▶ **HOW TO COMPLETE THIS TASK**
Write each line exactly as it stands, from the line containing "Target: green vegetation on shore" through the end of the data.

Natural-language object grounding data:
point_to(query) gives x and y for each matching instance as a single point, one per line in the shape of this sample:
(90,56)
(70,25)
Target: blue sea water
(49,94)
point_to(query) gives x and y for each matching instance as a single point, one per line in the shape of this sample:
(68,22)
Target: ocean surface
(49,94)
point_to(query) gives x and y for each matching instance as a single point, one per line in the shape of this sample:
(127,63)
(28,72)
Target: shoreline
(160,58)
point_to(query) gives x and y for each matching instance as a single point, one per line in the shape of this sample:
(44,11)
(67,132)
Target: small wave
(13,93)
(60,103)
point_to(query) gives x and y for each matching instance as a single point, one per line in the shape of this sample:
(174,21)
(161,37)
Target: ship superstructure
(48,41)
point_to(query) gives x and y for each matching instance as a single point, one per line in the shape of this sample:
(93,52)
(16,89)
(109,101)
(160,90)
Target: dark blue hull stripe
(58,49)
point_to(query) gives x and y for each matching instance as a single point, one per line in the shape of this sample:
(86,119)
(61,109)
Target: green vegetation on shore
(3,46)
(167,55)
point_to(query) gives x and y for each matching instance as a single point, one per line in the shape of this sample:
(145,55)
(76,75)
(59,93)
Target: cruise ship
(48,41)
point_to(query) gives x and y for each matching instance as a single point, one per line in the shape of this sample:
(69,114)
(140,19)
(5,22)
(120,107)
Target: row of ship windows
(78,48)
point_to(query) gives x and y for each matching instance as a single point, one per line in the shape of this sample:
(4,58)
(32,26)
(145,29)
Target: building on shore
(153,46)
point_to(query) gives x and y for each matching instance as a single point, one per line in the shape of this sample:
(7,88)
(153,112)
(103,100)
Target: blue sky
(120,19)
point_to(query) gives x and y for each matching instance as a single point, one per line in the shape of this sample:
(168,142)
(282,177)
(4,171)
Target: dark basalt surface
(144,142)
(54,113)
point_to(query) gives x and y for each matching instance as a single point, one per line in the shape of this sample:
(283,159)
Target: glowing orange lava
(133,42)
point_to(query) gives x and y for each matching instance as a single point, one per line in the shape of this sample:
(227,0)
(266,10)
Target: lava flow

▶ **WRITTEN REPLY**
Target: green vegetation on shore
(3,46)
(167,55)
point_to(query) gives x and y for each matching instance as a single point, one per line in the shape of this sample:
(145,55)
(76,75)
(59,93)
Target: cruise ship
(48,41)
point_to(query) gives x and y for each matching instance as a single point, one per line in the shape of this sample:
(69,114)
(140,19)
(5,22)
(120,107)
Target: row of ship windows
(78,48)
point_to(query) gives x and y for each matching instance as a single point, one per line in the shape of this sample:
(4,58)
(32,26)
(145,29)
Target: building on shore
(153,46)
point_to(query) gives x and y for each matching instance as a single point, one per line in the shape of this sample:
(7,88)
(153,112)
(103,100)
Target: blue sky
(120,19)
point_to(query) gives x and y for each matching instance as a single point, one per line in the shape of this sample:
(168,142)
(282,177)
(4,171)
Target: dark basalt surface
(144,142)
(54,113)
point_to(query) gives x and y for each matching instance as a single point, one per line in the shape of this sample:
(283,159)
Target: glowing orange lava
(133,42)
point_to(query) gives x and y for each matching instance as a single point, one per line in the shape of this sample:
(227,0)
(266,10)
Target: lava flow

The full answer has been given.